◆ **Exercise**
Reproduce the data below verbatim, from its first line through its last.

◆ **Dataset rows**
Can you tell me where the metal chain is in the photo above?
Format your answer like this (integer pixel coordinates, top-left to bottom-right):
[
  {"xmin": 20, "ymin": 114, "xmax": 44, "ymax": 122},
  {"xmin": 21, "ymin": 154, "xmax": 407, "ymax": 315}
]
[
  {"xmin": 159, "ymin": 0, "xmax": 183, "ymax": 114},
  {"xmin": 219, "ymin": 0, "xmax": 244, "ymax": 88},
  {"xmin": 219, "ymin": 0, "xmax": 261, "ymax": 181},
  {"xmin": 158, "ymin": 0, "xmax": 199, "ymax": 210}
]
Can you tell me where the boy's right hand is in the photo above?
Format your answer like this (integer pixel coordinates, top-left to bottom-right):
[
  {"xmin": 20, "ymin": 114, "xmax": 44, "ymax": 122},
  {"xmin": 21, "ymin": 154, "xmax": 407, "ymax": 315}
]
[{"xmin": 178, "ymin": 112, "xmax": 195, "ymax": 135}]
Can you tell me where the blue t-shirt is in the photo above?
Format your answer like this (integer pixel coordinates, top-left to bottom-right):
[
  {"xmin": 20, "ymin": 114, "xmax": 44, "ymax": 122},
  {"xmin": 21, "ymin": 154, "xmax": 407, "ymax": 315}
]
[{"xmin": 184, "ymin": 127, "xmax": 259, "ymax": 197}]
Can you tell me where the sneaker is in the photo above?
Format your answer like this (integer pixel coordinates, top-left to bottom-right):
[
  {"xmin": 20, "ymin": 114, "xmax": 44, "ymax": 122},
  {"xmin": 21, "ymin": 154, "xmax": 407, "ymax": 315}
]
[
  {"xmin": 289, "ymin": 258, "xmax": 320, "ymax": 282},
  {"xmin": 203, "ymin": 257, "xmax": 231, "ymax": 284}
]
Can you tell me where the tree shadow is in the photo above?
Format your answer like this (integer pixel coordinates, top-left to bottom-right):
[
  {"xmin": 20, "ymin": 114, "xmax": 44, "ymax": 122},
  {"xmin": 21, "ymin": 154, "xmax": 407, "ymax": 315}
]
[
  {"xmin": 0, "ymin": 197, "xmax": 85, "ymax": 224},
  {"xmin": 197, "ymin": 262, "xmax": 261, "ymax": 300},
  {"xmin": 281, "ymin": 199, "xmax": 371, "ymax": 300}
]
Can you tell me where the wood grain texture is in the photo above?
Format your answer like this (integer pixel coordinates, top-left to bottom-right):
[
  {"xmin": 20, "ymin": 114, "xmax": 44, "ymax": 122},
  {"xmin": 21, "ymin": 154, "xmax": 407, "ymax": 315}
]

◆ **Written reply**
Can you tell me where the metal chain is in the photo above?
Format your answer like this (integer pixel coordinates, top-left to bottom-right):
[
  {"xmin": 20, "ymin": 114, "xmax": 44, "ymax": 122},
  {"xmin": 21, "ymin": 154, "xmax": 407, "ymax": 315}
]
[
  {"xmin": 159, "ymin": 0, "xmax": 183, "ymax": 114},
  {"xmin": 219, "ymin": 0, "xmax": 244, "ymax": 88},
  {"xmin": 219, "ymin": 0, "xmax": 261, "ymax": 181},
  {"xmin": 158, "ymin": 0, "xmax": 199, "ymax": 210}
]
Can you tell me where the boy's right hand is in the photo above?
Format your answer like this (integer pixel coordinates, top-left to bottom-right):
[
  {"xmin": 20, "ymin": 114, "xmax": 44, "ymax": 122},
  {"xmin": 21, "ymin": 154, "xmax": 407, "ymax": 315}
]
[{"xmin": 178, "ymin": 112, "xmax": 195, "ymax": 135}]
Can you tell me where the blue t-shirt is in the photo above?
Format your answer like this (integer pixel coordinates, top-left to bottom-right):
[
  {"xmin": 20, "ymin": 114, "xmax": 44, "ymax": 122},
  {"xmin": 21, "ymin": 154, "xmax": 407, "ymax": 315}
]
[{"xmin": 184, "ymin": 127, "xmax": 259, "ymax": 197}]
Can you tell me where the sneaker is in the photo above?
Format your answer like this (integer pixel coordinates, top-left to bottom-right):
[
  {"xmin": 20, "ymin": 114, "xmax": 44, "ymax": 122},
  {"xmin": 21, "ymin": 154, "xmax": 407, "ymax": 315}
]
[
  {"xmin": 289, "ymin": 258, "xmax": 320, "ymax": 282},
  {"xmin": 203, "ymin": 257, "xmax": 231, "ymax": 284}
]
Can you tell me where the tree shadow is in the photo above?
Format your answer like this (integer pixel coordinates, top-left to bottom-right):
[
  {"xmin": 20, "ymin": 114, "xmax": 44, "ymax": 122},
  {"xmin": 21, "ymin": 154, "xmax": 407, "ymax": 315}
]
[
  {"xmin": 0, "ymin": 197, "xmax": 85, "ymax": 224},
  {"xmin": 197, "ymin": 262, "xmax": 261, "ymax": 300},
  {"xmin": 281, "ymin": 199, "xmax": 371, "ymax": 300}
]
Can you tell me where the wood grain texture is in the photo above?
Format your answer like this (integer pixel coordinates, top-left to bottom-right):
[
  {"xmin": 20, "ymin": 114, "xmax": 44, "ymax": 122},
  {"xmin": 21, "ymin": 154, "xmax": 407, "ymax": 315}
]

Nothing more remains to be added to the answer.